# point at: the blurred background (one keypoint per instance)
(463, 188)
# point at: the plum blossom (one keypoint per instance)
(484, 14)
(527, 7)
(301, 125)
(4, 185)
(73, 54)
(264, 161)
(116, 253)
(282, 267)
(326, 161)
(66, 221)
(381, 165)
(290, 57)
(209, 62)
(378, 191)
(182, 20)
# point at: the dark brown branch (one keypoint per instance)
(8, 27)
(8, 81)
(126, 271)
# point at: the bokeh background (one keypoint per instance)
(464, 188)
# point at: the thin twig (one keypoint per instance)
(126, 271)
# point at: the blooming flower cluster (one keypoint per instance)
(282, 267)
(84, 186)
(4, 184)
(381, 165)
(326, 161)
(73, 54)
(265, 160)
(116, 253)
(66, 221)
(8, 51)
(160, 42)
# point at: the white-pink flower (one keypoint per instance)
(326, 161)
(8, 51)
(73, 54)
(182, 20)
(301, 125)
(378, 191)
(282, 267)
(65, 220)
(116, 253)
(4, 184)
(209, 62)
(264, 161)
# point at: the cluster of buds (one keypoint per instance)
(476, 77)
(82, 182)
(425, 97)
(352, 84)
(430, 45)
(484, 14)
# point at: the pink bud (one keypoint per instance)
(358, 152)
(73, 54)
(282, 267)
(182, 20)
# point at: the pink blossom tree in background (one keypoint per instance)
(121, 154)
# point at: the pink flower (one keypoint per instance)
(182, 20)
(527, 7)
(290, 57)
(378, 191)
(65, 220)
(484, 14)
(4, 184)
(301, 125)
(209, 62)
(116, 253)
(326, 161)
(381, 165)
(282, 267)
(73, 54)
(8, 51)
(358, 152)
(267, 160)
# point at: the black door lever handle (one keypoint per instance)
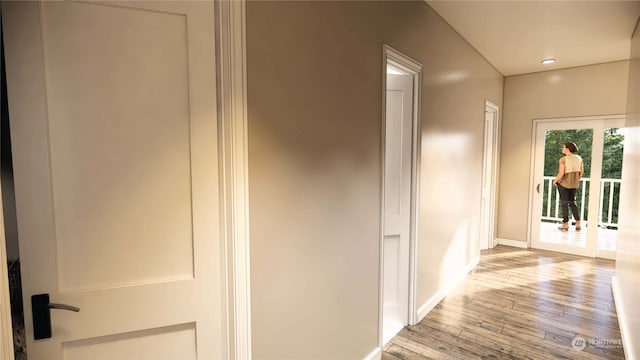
(41, 310)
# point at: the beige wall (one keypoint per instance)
(315, 125)
(627, 278)
(581, 91)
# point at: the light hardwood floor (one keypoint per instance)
(520, 304)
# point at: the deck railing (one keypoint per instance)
(609, 201)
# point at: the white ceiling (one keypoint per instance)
(515, 36)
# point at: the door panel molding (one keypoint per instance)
(232, 118)
(411, 67)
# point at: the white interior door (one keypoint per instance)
(545, 215)
(397, 203)
(113, 124)
(487, 212)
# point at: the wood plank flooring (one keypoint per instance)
(520, 304)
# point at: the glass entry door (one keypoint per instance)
(600, 141)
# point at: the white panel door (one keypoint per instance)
(397, 204)
(113, 124)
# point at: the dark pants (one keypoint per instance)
(568, 200)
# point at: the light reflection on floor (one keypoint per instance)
(549, 233)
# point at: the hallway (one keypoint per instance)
(521, 304)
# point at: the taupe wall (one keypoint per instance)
(581, 91)
(627, 278)
(315, 125)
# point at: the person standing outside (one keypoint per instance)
(570, 172)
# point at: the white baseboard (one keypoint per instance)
(442, 293)
(623, 321)
(376, 354)
(514, 243)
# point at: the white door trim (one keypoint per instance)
(494, 128)
(232, 115)
(232, 99)
(398, 59)
(6, 330)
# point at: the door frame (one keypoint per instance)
(230, 48)
(391, 56)
(490, 152)
(532, 176)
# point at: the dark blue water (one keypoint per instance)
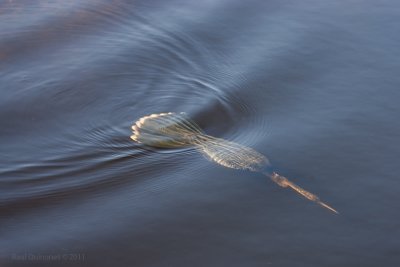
(313, 85)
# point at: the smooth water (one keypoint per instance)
(313, 85)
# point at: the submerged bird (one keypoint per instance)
(175, 130)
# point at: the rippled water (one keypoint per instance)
(313, 85)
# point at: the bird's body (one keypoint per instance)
(174, 130)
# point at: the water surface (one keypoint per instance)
(313, 85)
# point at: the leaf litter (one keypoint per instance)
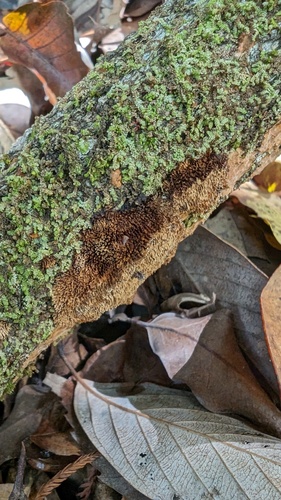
(195, 328)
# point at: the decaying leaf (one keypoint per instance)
(205, 264)
(270, 177)
(137, 8)
(167, 446)
(22, 422)
(271, 317)
(40, 36)
(266, 205)
(174, 339)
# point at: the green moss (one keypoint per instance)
(176, 89)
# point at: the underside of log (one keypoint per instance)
(95, 194)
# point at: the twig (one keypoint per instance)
(64, 474)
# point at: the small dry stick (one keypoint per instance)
(65, 473)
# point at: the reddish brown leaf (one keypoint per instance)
(271, 317)
(59, 443)
(206, 264)
(220, 378)
(40, 36)
(270, 177)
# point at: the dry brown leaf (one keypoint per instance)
(60, 443)
(271, 317)
(221, 379)
(174, 339)
(22, 422)
(266, 205)
(61, 476)
(40, 36)
(205, 264)
(270, 177)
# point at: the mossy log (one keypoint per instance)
(95, 194)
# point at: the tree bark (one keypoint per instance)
(95, 194)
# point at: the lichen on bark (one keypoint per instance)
(183, 85)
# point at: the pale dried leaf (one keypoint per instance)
(168, 447)
(267, 206)
(271, 316)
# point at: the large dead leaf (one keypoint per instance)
(40, 36)
(205, 264)
(271, 316)
(267, 206)
(203, 353)
(167, 446)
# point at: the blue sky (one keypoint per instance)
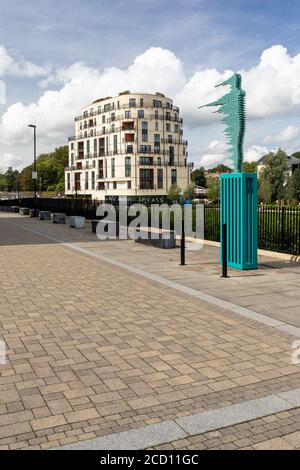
(202, 34)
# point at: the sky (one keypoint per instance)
(57, 56)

How to complete this task: Reproduce all of the records above exactly, but exclude the pictures.

Exercise response:
# point at: the blurred background (one keypoint per instance)
(463, 188)
# point at: the plum blossom (one keypoint per instance)
(484, 14)
(527, 7)
(301, 125)
(4, 185)
(73, 54)
(264, 161)
(116, 253)
(282, 267)
(326, 161)
(66, 221)
(381, 165)
(290, 57)
(209, 62)
(378, 191)
(182, 20)
# point at: the dark brown branch (one keypoint per instance)
(8, 27)
(8, 81)
(126, 271)
# point at: the bokeh background (one keypoint per instance)
(464, 188)
# point at: the thin twig (one keypoint per instance)
(126, 271)
# point at: the blooming flower cluster (one keypoint per instance)
(282, 267)
(84, 186)
(4, 184)
(381, 165)
(326, 161)
(73, 54)
(265, 160)
(116, 253)
(66, 221)
(8, 51)
(160, 42)
# point at: the white-pink flower (one keypoint per instance)
(326, 161)
(8, 51)
(73, 54)
(182, 20)
(301, 125)
(378, 191)
(282, 267)
(65, 220)
(116, 253)
(4, 184)
(209, 62)
(264, 161)
# point at: the cluster of buds (one keypoint per instance)
(476, 77)
(82, 182)
(425, 97)
(352, 84)
(430, 45)
(484, 14)
# point at: the pink bud (one keypoint per instance)
(358, 152)
(73, 54)
(282, 267)
(182, 20)
# point at: the pink blossom tree in background (one keypoint per instance)
(121, 154)
# point at: the pink flower (one keypoint per instance)
(182, 20)
(527, 7)
(290, 57)
(378, 191)
(65, 220)
(484, 14)
(4, 184)
(301, 125)
(209, 62)
(116, 253)
(326, 161)
(381, 165)
(282, 267)
(73, 54)
(8, 51)
(358, 152)
(267, 160)
# point at: the black door lever handle (one keypoint per instance)
(41, 310)
# point at: the beige wall (one keypoint per instance)
(315, 125)
(627, 278)
(581, 91)
# point at: the light hardwood floor (one keypoint per instance)
(520, 304)
# point at: the deck railing (one keypoint per instance)
(609, 201)
# point at: the white ceiling (one keypoint per instance)
(515, 36)
# point at: the door panel molding (one keypoint per instance)
(232, 118)
(411, 67)
# point at: the white interior door (one keypoint per instance)
(545, 215)
(397, 203)
(113, 124)
(487, 212)
# point at: the wood plank flooring (one keypoint per instance)
(520, 304)
# point at: the glass entry door (one keypoint per instance)
(600, 141)
# point at: the white panel door (one keypoint per instance)
(397, 204)
(113, 124)
# point at: the dark pants (one keypoint per instance)
(568, 200)
# point at: the light reflection on floor (one keypoint per instance)
(549, 233)
# point at: the hallway (one keypoint per instance)
(521, 304)
# point at: the taupe wall (one keypoint per instance)
(581, 91)
(627, 278)
(315, 125)
# point at: the person standing outside (one keypoint per instance)
(570, 172)
# point at: the white baseboard (one keypoint per instance)
(442, 293)
(623, 321)
(376, 354)
(514, 243)
# point at: the white door trim (one keypoint per instance)
(494, 128)
(232, 115)
(232, 99)
(398, 59)
(6, 330)
# point at: the door frame (one keypoint per instance)
(230, 48)
(391, 56)
(490, 152)
(532, 176)
# point at: the dark blue water (one keypoint per instance)
(313, 85)
# point at: the smooth water (one keypoint per instance)
(313, 85)
# point at: the submerged bird (one keypoint per instance)
(175, 130)
# point at: the rippled water (one keypoint per instance)
(313, 85)
# point at: the bird's body (one keypoint per instance)
(174, 130)
# point at: the water surface (one keypoint per instance)
(313, 85)
# point at: the leaf litter (one keypoint per instance)
(195, 328)
# point at: the decaying leaf (one keypoint per instance)
(205, 264)
(270, 177)
(137, 8)
(167, 446)
(22, 422)
(271, 317)
(40, 36)
(266, 205)
(174, 339)
# point at: the green moss (one keypoint per instance)
(176, 89)
# point at: the underside of log (one keypoint per instance)
(95, 194)
# point at: the twig (one keypoint per instance)
(64, 474)
# point at: the small dry stick (one keypoint per instance)
(65, 473)
# point at: the reddish brown leaf (one keypoint per instance)
(271, 317)
(59, 443)
(206, 264)
(220, 378)
(40, 36)
(270, 177)
# point at: the dry brown leaf (one keypoint per instance)
(60, 443)
(271, 317)
(221, 379)
(174, 339)
(22, 422)
(266, 205)
(61, 476)
(40, 36)
(205, 264)
(270, 177)
# point at: the mossy log (one keypoint per instance)
(95, 194)
# point at: the tree bark (one keypoint per instance)
(95, 194)
# point at: the lichen on bark (one keypoint per instance)
(183, 85)
# point at: the pale dried leaf (one keypoint per instance)
(168, 447)
(267, 206)
(271, 316)
# point at: the large dead leaf (one keypoint per instance)
(40, 36)
(205, 264)
(271, 316)
(267, 206)
(203, 353)
(167, 446)
# point at: the blue sky (one keypoint per instance)
(202, 34)
# point at: the sky (one keypoint per instance)
(57, 56)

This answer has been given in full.